— EXTRACT TO READ —

So I couldn't help but wonder: why don't I adopt this mentality of "you're my family so I love you and I'm going to spend time with you" when it applies to, say, my church family?
One of the tricky things about being in a large church is that if you encounter someone you don't like, you can just make sure you don't run in the same circles as them. There are plenty of other friend groups you can join so you don't need to interact with the people who rub you the wrong way. I did this for years, mostly without realizing it, and it worked. There were people my age I knew for ten years with whom I never had a conversation.
But then we joined a much smaller church where church membership is a big deal. If someone joins the church, they and the rest of the church make promises to each other. It's not in a weird cultlike way (I've seen some creepy Youtube videos of religious initiation ceremonies), but we do make a covenant with each other and to God, like in marriage. We promise to pray for each other, to love each other, to maintain unity with each other, etc.

— SOURCE MATERIAL —
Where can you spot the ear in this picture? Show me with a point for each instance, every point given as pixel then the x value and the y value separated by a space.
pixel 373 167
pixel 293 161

— GIVEN PROBLEM —
Decide whether each statement agrees with the text about church family above: (a) in the large church, the writer avoided disliked people for years, mostly without noticing; (b) at the smaller church, membership is treated as a minor formality; (c) the covenant members make is only to each other. Answer yes or no for each, and quote the words that decide it.

— EXERCISE RESPONSE —
(a) Yes: "I did this for years, mostly without realizing it, and it worked."
(b) No: "church membership is a big deal."
(c) No: "we do make a covenant with each other and to God"